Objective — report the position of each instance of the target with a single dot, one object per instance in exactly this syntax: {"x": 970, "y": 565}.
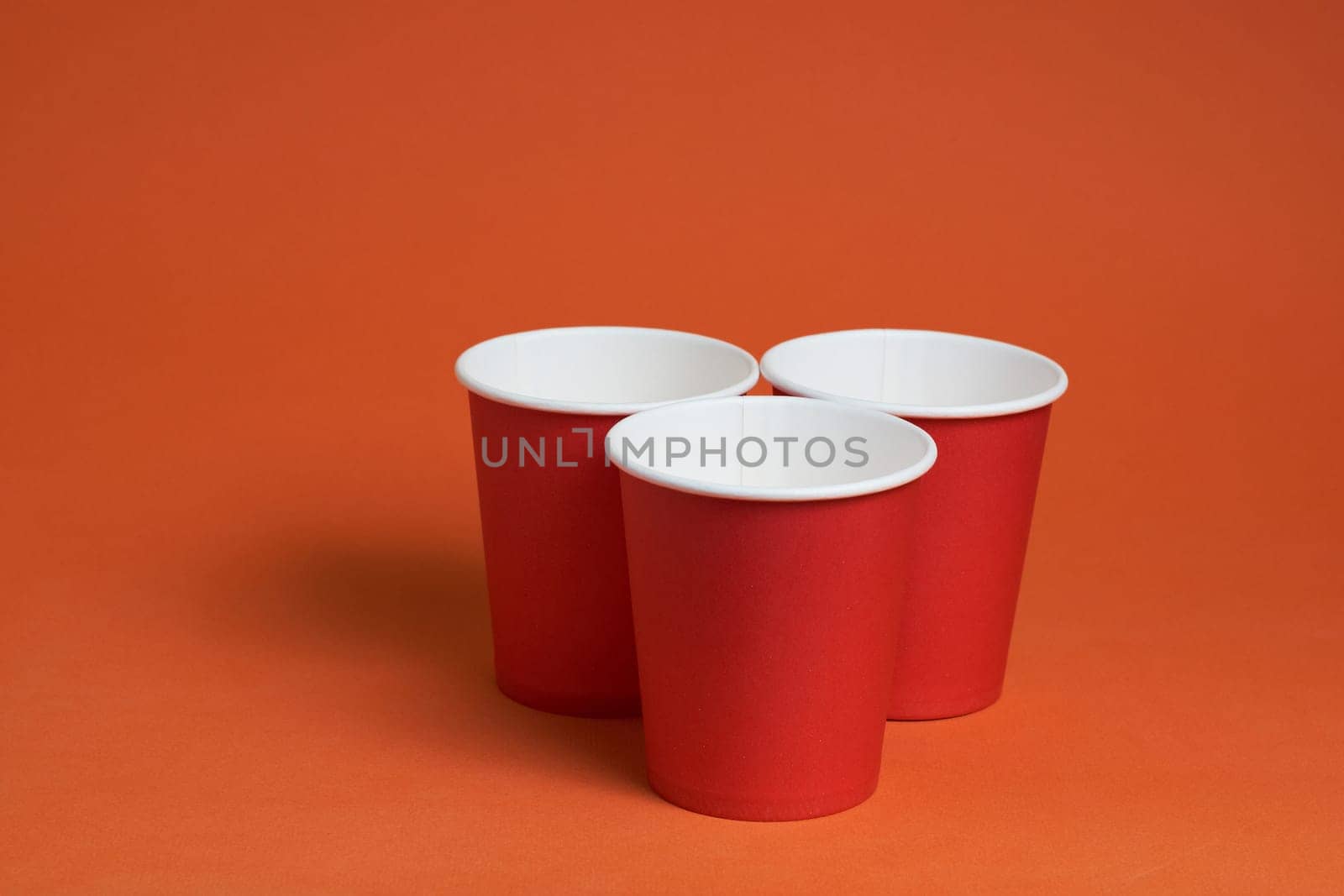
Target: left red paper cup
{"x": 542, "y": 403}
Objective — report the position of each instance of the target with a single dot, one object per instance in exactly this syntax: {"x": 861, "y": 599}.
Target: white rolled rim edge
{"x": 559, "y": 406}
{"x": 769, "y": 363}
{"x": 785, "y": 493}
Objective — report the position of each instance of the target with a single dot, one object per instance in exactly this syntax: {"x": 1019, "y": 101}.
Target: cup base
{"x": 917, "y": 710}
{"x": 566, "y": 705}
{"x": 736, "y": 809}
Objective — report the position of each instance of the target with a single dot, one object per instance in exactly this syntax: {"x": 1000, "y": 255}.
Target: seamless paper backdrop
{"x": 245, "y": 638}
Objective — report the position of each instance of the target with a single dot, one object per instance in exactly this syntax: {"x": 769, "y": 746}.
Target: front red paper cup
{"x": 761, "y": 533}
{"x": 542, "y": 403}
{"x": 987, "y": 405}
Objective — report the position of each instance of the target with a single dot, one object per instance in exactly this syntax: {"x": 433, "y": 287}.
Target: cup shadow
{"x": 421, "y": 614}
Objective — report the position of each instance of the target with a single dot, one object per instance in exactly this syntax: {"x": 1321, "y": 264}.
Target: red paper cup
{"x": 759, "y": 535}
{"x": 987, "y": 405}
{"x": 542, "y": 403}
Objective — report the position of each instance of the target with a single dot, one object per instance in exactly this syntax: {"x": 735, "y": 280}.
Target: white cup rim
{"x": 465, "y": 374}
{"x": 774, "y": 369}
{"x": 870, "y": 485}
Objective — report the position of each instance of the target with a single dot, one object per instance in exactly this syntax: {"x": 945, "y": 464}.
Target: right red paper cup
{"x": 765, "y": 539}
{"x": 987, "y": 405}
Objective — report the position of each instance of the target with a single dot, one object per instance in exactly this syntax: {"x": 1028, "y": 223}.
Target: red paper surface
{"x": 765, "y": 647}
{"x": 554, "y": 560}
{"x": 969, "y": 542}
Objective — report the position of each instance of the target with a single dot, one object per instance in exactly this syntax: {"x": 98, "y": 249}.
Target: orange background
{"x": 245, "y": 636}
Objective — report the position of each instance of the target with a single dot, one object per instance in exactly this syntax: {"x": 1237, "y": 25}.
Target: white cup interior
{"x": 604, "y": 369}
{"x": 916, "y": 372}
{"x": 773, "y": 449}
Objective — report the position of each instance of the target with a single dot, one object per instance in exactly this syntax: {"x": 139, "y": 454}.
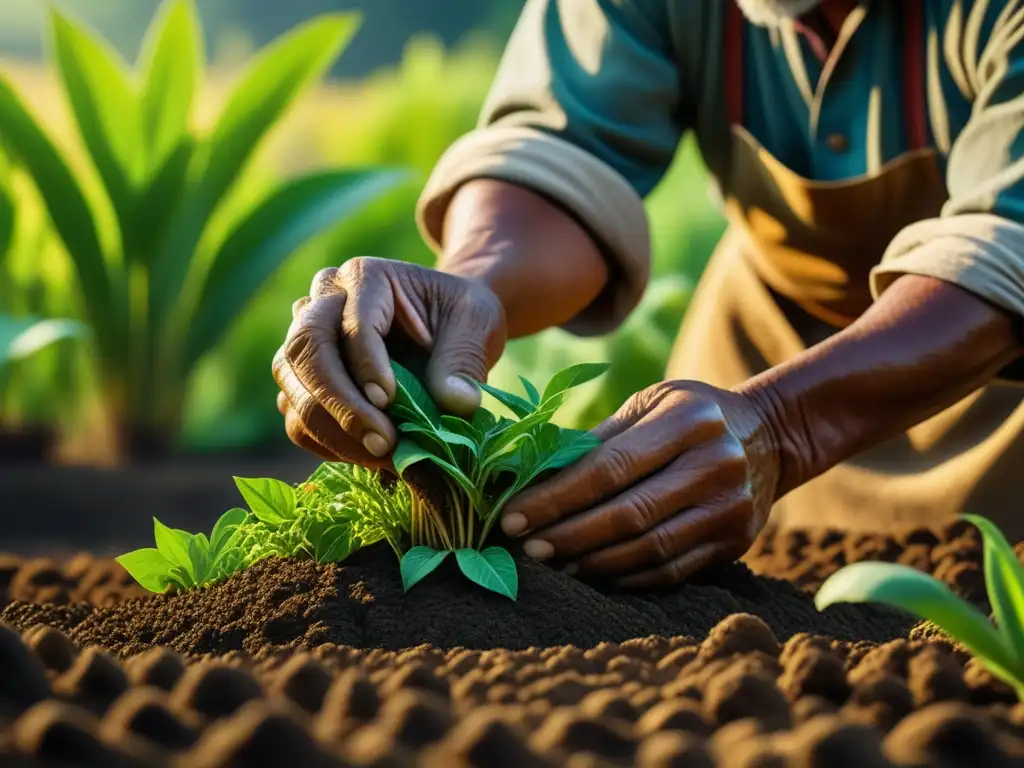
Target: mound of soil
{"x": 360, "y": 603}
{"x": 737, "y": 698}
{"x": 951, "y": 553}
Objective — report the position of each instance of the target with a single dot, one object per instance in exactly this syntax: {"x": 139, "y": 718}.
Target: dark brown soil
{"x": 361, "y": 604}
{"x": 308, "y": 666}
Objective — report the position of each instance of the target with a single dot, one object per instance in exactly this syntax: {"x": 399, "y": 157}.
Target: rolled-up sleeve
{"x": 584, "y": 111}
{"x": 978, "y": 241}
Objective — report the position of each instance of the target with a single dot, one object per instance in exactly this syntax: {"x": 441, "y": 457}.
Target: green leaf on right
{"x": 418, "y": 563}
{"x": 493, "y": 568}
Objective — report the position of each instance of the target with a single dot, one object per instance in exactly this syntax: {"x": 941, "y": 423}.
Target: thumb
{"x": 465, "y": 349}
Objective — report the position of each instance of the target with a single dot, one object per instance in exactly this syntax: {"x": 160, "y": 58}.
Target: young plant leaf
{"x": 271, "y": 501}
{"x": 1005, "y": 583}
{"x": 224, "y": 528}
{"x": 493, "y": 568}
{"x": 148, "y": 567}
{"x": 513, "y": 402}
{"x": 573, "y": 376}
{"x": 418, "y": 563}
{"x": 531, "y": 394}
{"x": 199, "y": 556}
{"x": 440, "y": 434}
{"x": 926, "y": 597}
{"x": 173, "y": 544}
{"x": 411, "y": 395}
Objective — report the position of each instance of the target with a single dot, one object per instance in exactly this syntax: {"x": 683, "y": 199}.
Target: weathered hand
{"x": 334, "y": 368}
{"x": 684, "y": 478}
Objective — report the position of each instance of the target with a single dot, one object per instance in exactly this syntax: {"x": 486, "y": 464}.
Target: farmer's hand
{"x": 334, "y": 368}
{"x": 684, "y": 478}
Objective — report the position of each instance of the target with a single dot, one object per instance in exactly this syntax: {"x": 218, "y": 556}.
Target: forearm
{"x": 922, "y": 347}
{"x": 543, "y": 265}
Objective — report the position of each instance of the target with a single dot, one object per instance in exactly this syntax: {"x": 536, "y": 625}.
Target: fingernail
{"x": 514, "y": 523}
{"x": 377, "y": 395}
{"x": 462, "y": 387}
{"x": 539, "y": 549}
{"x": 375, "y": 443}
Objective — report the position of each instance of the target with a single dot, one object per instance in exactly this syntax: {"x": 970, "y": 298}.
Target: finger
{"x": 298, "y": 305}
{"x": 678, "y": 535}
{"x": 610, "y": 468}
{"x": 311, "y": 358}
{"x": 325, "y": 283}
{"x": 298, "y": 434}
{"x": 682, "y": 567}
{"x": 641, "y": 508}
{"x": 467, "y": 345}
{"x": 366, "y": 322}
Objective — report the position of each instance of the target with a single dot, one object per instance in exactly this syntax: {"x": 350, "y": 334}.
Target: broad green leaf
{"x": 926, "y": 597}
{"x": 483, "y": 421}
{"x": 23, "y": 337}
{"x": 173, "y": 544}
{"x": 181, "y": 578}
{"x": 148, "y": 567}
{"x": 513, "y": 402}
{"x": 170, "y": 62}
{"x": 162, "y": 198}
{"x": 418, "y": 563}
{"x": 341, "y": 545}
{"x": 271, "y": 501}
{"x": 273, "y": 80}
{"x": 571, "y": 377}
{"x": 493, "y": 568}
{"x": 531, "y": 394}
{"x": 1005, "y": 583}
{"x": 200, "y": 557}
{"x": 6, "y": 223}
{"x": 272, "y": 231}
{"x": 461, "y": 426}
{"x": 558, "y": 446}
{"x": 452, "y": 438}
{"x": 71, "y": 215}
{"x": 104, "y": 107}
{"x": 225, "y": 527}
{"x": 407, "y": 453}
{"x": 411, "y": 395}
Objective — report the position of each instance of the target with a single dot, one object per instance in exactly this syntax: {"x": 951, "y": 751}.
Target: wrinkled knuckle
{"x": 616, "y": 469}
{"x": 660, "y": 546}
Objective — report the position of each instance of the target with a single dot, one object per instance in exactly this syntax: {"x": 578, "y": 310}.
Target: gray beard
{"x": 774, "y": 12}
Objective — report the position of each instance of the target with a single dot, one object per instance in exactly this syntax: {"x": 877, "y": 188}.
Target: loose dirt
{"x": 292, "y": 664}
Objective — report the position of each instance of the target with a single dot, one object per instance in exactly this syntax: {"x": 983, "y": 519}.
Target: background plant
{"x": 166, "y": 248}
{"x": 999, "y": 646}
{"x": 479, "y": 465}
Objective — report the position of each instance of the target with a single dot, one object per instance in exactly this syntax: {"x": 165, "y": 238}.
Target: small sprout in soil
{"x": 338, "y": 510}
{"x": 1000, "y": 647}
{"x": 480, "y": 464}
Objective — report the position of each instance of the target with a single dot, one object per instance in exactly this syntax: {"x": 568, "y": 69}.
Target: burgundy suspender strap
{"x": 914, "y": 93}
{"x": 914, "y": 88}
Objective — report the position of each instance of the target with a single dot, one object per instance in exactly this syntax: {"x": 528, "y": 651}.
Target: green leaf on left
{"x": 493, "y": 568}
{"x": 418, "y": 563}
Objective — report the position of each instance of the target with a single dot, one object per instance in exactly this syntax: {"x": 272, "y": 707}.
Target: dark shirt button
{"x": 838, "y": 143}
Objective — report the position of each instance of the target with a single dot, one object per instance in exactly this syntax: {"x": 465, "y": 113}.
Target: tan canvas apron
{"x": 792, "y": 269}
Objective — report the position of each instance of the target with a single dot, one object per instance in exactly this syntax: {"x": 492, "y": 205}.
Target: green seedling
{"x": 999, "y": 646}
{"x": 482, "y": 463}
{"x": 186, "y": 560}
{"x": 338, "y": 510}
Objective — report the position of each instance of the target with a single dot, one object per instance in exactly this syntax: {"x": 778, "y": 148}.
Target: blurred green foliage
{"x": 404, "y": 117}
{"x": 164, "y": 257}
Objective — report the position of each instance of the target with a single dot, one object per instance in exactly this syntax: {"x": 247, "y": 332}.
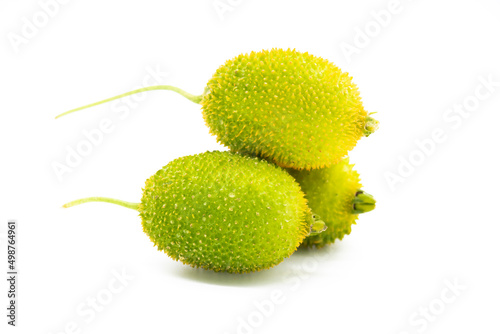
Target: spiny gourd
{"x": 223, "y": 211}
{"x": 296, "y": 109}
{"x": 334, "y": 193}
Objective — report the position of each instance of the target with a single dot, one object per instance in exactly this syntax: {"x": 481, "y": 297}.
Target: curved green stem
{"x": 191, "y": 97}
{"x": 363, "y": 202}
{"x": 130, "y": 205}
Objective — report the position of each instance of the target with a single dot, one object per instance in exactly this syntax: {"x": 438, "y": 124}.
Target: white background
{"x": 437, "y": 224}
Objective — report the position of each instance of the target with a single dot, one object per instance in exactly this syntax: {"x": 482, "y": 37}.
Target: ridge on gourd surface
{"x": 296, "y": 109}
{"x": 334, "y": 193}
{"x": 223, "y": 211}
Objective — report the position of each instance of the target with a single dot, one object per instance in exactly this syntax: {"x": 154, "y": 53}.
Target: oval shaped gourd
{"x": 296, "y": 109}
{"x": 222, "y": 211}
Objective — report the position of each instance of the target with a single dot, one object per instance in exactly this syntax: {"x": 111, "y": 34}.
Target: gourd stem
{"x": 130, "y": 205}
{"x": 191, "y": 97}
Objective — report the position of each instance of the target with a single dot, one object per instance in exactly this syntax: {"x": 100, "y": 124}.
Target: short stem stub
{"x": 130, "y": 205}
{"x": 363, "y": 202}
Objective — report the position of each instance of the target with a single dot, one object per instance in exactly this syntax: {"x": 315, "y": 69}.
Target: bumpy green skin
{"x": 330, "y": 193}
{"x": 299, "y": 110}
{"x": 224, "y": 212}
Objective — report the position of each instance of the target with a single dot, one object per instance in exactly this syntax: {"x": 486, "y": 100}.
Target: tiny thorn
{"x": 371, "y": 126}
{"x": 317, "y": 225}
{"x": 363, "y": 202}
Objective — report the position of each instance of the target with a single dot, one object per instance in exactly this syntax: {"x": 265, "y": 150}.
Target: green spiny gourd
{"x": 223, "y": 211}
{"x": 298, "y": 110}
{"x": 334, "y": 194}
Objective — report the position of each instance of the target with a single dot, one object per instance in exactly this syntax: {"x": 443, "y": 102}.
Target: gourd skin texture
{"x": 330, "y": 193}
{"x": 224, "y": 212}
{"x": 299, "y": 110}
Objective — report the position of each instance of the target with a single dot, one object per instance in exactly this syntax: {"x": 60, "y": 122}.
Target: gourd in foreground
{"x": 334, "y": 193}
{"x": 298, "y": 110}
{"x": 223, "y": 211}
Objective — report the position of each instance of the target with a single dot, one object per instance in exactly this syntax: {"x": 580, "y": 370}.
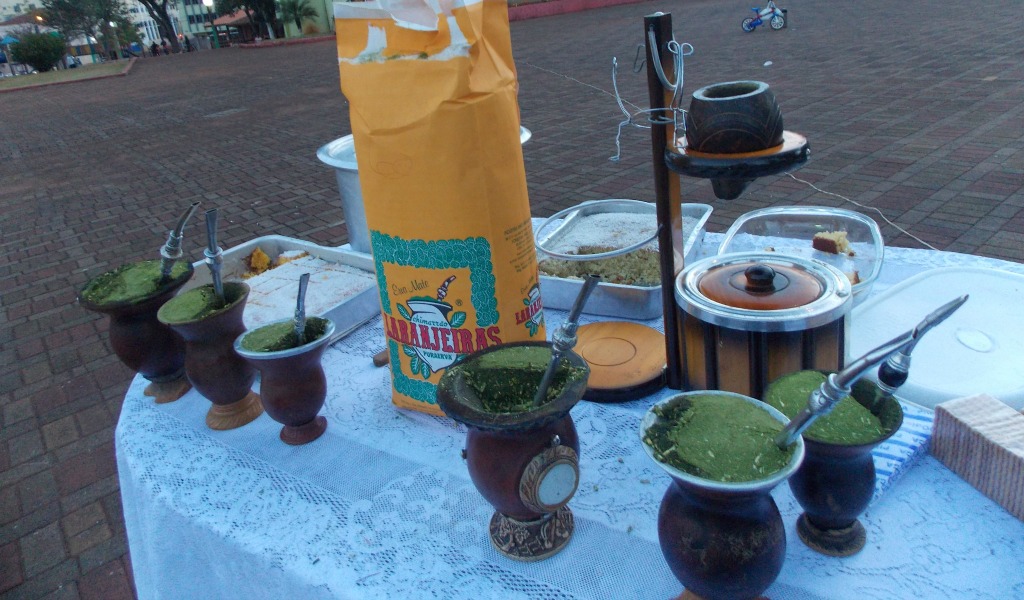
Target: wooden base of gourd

• **Формулировка задания**
Укажите, сколько строк приведенных выше данных содержат слово «skin». В ответе приведите только число.

• **Результат выполнения**
2